▶ **DOCUMENT EXCERPT**
▽

View the entity page for marians-demo-service to see more details about the component and its deployments.

marians commented 1 week ago

We are changing the demo flow as follows:

Rationale:

mproffitt commented 1 week ago

In my opinion this removes the capability of showing a very important aspect of the journey in that an app can be deployed along with any and all infrastructure required for its operation should that infrastructure not already exist.

One of the arguments about VPC CIDRS was "Where does that information come from" with the answer being "The platform team" - this argument was not suitable as in the opinion of the team it lead to a lack of self service for application teams who may need to spin up and tear down infrastructure without interaction with the platform team

Now the argument is that "The platform team should provide the RDS database" which contradicts the earlier argument.

If we're to argue that the platform team should handle all infrastructure builds then the purpose of the demo (deploying a new service) becomes mute as it does not demonstrate that a service can be deployed with all required infrastructure.

Whilst the argument made here does carry a lot of merit, it detracts from the capability.

Additionally to this, the arguments only consider RDS, ignoring entirely the Elasticache part of the service which would not work for an additional application as there are no application specific credentials attached and in fact to add credentials for a second application to Elasticache would require a modification to the replication group built by the original deployment and a restart of all replicated clusters.

△

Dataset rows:
▽

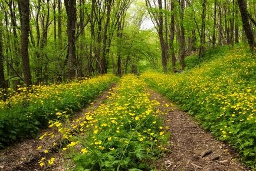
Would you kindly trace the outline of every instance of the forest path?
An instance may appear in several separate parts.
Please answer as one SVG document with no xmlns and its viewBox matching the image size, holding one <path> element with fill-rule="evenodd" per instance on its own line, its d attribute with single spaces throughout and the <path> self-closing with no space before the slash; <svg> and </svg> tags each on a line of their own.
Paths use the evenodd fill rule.
<svg viewBox="0 0 256 171">
<path fill-rule="evenodd" d="M 76 119 L 81 117 L 84 113 L 91 112 L 97 108 L 109 95 L 109 92 L 116 86 L 112 85 L 109 89 L 104 91 L 96 99 L 93 100 L 90 105 L 86 106 L 81 111 L 77 112 L 72 117 Z M 19 170 L 42 170 L 42 168 L 39 166 L 38 161 L 41 158 L 47 156 L 51 157 L 58 156 L 61 157 L 60 153 L 55 148 L 52 147 L 54 142 L 57 142 L 56 146 L 61 146 L 61 135 L 58 131 L 47 128 L 41 131 L 40 135 L 45 132 L 54 132 L 53 138 L 27 139 L 21 143 L 16 143 L 4 150 L 0 150 L 0 171 L 19 171 Z M 42 149 L 47 147 L 49 152 L 44 153 L 44 152 L 37 150 L 38 146 L 42 146 Z M 56 160 L 61 161 L 61 159 L 56 159 Z M 58 165 L 57 162 L 56 165 Z M 58 170 L 63 169 L 58 169 Z"/>
<path fill-rule="evenodd" d="M 151 98 L 160 104 L 170 102 L 160 94 L 150 90 Z M 163 106 L 163 105 L 162 105 Z M 170 132 L 170 146 L 166 156 L 155 162 L 157 170 L 251 170 L 239 162 L 238 155 L 227 144 L 204 130 L 188 113 L 173 105 L 159 106 L 168 110 L 165 124 Z M 210 152 L 206 155 L 207 152 Z M 203 153 L 205 156 L 202 157 Z"/>
<path fill-rule="evenodd" d="M 94 110 L 107 99 L 109 91 L 109 89 L 104 92 L 93 101 L 93 104 L 77 113 L 75 118 L 80 118 L 86 112 Z M 158 109 L 168 113 L 165 124 L 169 128 L 171 133 L 170 145 L 167 155 L 153 162 L 157 170 L 250 170 L 241 164 L 237 159 L 237 154 L 232 148 L 215 140 L 210 133 L 198 126 L 188 113 L 170 105 L 170 102 L 160 94 L 150 90 L 148 92 L 152 99 L 155 99 L 161 104 L 157 107 Z M 47 129 L 41 135 L 51 131 L 53 132 L 50 128 Z M 40 146 L 50 147 L 52 140 L 60 140 L 61 136 L 56 135 L 50 139 L 51 142 L 45 139 L 27 140 L 0 151 L 0 170 L 42 170 L 43 168 L 39 166 L 38 160 L 44 156 L 56 158 L 56 162 L 47 168 L 47 170 L 65 170 L 61 153 L 58 150 L 50 149 L 47 154 L 42 150 L 36 150 Z M 58 145 L 61 146 L 61 144 Z M 202 157 L 202 153 L 209 150 L 212 152 Z"/>
</svg>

△

▶ **YOUR TASKS**
a) Please write out the demo flow discussion starting with "One of the arguments" and going on through "the earlier argument.".
b) Continue the demo flow discussion from the point where it stops.
The listing plays no part in this.

▶ **THE REPLIES**
a)
One of the arguments about VPC CIDRS was "Where does that information come from" with the answer being "The platform team" - this argument was not suitable as in the opinion of the team it lead to a lack of self service for application teams who may need to spin up and tear down infrastructure without interaction with the platform team

Now the argument is that "The platform team should provide the RDS database" which contradicts the earlier argument.

b)
This capability does not exist today and due to how Elasticache works is not something that can be built separately, as in the case of provisioning users inside RDS.

LutzLange commented 1 week ago

I do see both your point @marians and @mproffitt.

The big question here is: Who is the audience of the demo. I think it is targeting developers. And as such it should focus on more on speed than creating an environment that is ready to run production workloads. Setting up a full RDS database feels more like a getting ready for production workload task.

Developers are used to using virtual or lightweight dbs for testing & QA. Saving costs with smaller dev environments as also quite common.

marians commented 1 week ago

Who is the audience of the demo. I think it is targeting developers.

I would slightly refine this: our target audience are platform teams. The end user we impersonate for the demo flow is a developer.

marians commented 1 week ago

Talked with @mproffitt and @piontec about Elasticache. To keep things simple, we are not going to provision anything new per new service created. All services/apps will use the same Elasticache redis server. Redis supports multiple databases, but the identifier is numeric, and we wouldn't have an easy way to map database and service/project. By writing to the same database, there may be a theoretical risk of key collision, but we accept this for now, as we don't run many demos concurrently and we can set the key lifetime very short in our demo application.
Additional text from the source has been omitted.